=== ESERCIZIO PROPOSTO ===
Per favore, individua e ricopia tutte le righe delle voci qui sotto in cui compare la parola "query".

═════ DATI RIPORTATI ═════

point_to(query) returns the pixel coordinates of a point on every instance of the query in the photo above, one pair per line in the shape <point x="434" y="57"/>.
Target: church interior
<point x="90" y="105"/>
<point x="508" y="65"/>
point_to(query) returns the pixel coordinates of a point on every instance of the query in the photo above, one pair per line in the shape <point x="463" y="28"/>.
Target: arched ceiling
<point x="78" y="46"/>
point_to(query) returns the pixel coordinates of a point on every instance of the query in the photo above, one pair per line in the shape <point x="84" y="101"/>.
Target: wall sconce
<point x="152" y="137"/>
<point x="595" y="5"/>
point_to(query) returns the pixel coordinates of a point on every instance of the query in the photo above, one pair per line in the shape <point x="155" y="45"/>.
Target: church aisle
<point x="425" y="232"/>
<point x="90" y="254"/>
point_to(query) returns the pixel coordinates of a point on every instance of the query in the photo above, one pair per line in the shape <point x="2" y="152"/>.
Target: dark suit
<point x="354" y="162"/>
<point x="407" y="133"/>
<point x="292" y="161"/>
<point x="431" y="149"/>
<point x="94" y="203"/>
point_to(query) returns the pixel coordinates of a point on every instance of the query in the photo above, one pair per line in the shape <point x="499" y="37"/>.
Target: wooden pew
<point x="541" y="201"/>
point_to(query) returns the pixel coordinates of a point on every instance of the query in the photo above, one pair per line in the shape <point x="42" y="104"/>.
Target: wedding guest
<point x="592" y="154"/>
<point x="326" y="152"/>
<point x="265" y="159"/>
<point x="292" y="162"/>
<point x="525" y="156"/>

═════

=== SOLUZIONE SCRITTA ===
point_to(query) returns the pixel coordinates of a point on every instance of the query in the photo above, one pair per line in the shape <point x="434" y="57"/>.
point_to(query) returns the pixel coordinates of a point on every instance of the query in the photo above, one pair per line in the shape <point x="463" y="28"/>.
point_to(query) returns the pixel coordinates of a point on every instance of the query in the photo above, one pair per line in the shape <point x="84" y="101"/>.
point_to(query) returns the pixel coordinates of a point on every instance of the query in the photo above, one pair per line in the shape <point x="155" y="45"/>.
point_to(query) returns the pixel coordinates of a point on every instance of the query in the photo above, one pair per line in the shape <point x="2" y="152"/>.
point_to(query) returns the pixel coordinates of a point on every instance of the query in the photo above, one pair per line in the shape <point x="499" y="37"/>.
point_to(query) returns the pixel coordinates of a point on every instance of the query in the photo above, one pair per line in the shape <point x="42" y="104"/>.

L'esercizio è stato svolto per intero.